EXERCISE OBJECTIVE: Only the records, repeated exactly, should make up the response.

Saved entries
----------------
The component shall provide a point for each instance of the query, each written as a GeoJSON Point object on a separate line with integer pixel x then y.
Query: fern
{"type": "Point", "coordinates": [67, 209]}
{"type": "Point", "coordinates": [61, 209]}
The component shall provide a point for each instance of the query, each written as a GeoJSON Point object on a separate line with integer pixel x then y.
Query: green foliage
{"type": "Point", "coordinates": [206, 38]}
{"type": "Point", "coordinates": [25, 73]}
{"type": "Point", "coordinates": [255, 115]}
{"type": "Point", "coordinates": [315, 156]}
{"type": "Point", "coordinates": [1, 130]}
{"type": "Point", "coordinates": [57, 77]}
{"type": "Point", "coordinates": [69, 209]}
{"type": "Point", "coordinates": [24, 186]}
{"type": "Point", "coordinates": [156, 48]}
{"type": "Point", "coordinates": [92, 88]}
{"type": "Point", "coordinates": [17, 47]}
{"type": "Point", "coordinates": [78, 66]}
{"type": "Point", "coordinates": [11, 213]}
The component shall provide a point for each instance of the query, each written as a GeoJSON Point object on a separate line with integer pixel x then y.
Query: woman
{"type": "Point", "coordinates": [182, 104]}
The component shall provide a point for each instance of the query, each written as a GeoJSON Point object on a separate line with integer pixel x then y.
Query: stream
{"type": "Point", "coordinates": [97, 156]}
----------------
SOLUTION FOR THIS PROBLEM:
The component shall provide a point for each instance of the query, each written as a GeoJSON Point object on a separate line with integer pixel x then y.
Query: fern
{"type": "Point", "coordinates": [67, 209]}
{"type": "Point", "coordinates": [61, 209]}
The component shall provide a point for each instance of the query, each written as a GeoJSON Point object on a separate line with integer pixel x then y.
Query: green foliage
{"type": "Point", "coordinates": [206, 38]}
{"type": "Point", "coordinates": [25, 73]}
{"type": "Point", "coordinates": [255, 115]}
{"type": "Point", "coordinates": [315, 156]}
{"type": "Point", "coordinates": [1, 130]}
{"type": "Point", "coordinates": [57, 77]}
{"type": "Point", "coordinates": [69, 209]}
{"type": "Point", "coordinates": [24, 186]}
{"type": "Point", "coordinates": [156, 48]}
{"type": "Point", "coordinates": [92, 88]}
{"type": "Point", "coordinates": [17, 47]}
{"type": "Point", "coordinates": [78, 66]}
{"type": "Point", "coordinates": [11, 213]}
The component shall provide a point for each instance of the query, each written as a GeoJSON Point object on a separate line with integer pixel x then y.
Query: woman
{"type": "Point", "coordinates": [182, 104]}
The component shall provide a point for each instance of the query, each written as a GeoJSON Point object on a separate line with integer pixel x then y.
Query: stream
{"type": "Point", "coordinates": [97, 156]}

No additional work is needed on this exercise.